*Exercise requirements*
Take the line containing "shown by (638,581)." through the last line of the data and retype those lines exactly. Pictures do not belong in the copy.

Begin

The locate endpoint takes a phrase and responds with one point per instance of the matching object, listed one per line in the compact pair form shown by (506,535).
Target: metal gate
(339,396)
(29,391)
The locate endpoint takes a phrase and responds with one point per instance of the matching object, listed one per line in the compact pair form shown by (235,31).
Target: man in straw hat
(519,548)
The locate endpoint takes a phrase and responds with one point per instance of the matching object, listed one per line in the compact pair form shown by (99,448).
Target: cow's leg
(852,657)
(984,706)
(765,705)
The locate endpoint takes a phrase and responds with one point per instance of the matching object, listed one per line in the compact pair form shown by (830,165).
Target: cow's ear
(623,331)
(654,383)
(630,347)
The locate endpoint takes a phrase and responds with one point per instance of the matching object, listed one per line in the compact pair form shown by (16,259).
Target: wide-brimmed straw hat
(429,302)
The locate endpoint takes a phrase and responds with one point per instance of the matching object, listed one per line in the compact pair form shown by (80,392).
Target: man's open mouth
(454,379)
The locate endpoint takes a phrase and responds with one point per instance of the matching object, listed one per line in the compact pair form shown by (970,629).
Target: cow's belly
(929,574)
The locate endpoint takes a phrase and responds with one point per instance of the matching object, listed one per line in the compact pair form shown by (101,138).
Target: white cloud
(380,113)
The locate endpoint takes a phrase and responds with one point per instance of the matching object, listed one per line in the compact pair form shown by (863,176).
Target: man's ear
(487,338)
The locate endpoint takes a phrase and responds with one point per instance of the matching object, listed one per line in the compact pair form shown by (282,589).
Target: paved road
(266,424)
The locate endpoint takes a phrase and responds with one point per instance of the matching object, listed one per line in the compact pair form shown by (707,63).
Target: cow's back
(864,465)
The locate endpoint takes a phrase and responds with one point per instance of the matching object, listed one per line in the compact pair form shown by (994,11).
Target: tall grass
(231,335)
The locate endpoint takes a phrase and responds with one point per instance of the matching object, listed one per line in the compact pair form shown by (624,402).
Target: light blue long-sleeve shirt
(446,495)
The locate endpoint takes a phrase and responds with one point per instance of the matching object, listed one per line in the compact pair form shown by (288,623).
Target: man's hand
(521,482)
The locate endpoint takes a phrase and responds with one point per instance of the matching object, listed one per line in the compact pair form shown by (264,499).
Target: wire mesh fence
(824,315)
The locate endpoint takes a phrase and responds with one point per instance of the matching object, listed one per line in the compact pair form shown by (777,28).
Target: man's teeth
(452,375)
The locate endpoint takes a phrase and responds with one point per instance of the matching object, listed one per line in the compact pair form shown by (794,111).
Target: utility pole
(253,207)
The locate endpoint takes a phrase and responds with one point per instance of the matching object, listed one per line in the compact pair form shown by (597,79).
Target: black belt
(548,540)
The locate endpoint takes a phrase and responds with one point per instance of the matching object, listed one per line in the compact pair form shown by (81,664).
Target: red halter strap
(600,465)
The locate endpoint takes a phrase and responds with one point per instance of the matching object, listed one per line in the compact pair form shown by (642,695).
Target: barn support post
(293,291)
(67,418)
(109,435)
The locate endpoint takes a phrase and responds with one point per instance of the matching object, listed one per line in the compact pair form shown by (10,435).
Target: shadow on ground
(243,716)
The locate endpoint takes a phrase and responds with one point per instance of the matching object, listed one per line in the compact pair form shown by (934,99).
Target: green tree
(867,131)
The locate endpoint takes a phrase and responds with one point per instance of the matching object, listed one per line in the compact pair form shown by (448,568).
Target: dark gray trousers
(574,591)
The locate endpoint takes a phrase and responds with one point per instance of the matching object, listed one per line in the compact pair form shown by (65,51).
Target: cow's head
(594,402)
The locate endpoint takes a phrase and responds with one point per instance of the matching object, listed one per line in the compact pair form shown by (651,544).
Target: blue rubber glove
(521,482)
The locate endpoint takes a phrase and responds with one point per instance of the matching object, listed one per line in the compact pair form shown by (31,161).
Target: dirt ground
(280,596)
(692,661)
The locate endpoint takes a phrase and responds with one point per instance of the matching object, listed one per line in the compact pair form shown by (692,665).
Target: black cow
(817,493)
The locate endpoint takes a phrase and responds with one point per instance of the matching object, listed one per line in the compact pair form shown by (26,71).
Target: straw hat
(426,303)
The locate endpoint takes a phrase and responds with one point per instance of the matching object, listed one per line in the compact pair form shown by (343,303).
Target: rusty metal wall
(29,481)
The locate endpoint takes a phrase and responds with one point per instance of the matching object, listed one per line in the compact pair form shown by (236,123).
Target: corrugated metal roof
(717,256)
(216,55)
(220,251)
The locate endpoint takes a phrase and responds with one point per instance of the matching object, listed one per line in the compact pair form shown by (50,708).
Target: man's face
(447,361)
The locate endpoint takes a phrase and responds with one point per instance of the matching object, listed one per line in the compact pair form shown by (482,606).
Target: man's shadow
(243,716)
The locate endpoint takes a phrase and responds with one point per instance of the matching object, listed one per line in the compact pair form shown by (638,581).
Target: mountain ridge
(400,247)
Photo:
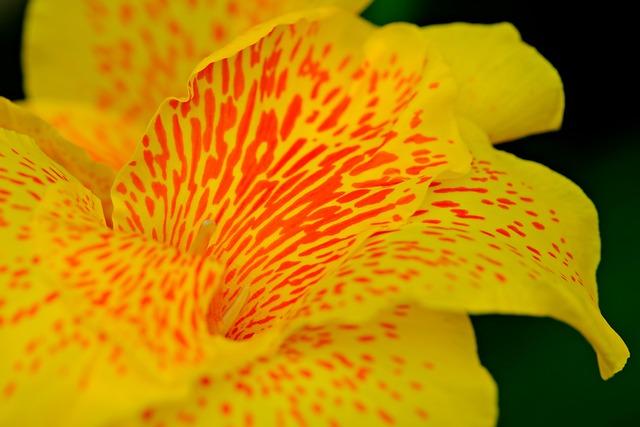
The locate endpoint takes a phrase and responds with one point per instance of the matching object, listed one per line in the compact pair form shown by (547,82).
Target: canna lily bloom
(296,241)
(126,57)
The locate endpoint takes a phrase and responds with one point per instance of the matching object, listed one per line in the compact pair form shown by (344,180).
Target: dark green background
(546,372)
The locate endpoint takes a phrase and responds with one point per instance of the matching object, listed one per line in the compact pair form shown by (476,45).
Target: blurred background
(546,372)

End

*Response to this exercise*
The locate endpoint takes a phrase and responds with one point per instance of the matching object, listed one per line in the compact pair form shown by (638,581).
Target: mountain ridge
(400,247)
Photo:
The locate endpoint takes a phrase and responds with one point per instance of the matching object, listed one per line in the compact pair form shown by (547,82).
Target: canna lily bloom
(296,241)
(126,57)
The locate endpoint takes a phrase and responds with one point per instance of the matching object, listed one per line in the compact pair form shown by (344,180).
Target: dark green background
(546,372)
The locate endpoint takes a phrase and responds with one point per instance of the matching object, listed one per line in the compact pair form shown by (476,45).
Target: blurred background
(546,372)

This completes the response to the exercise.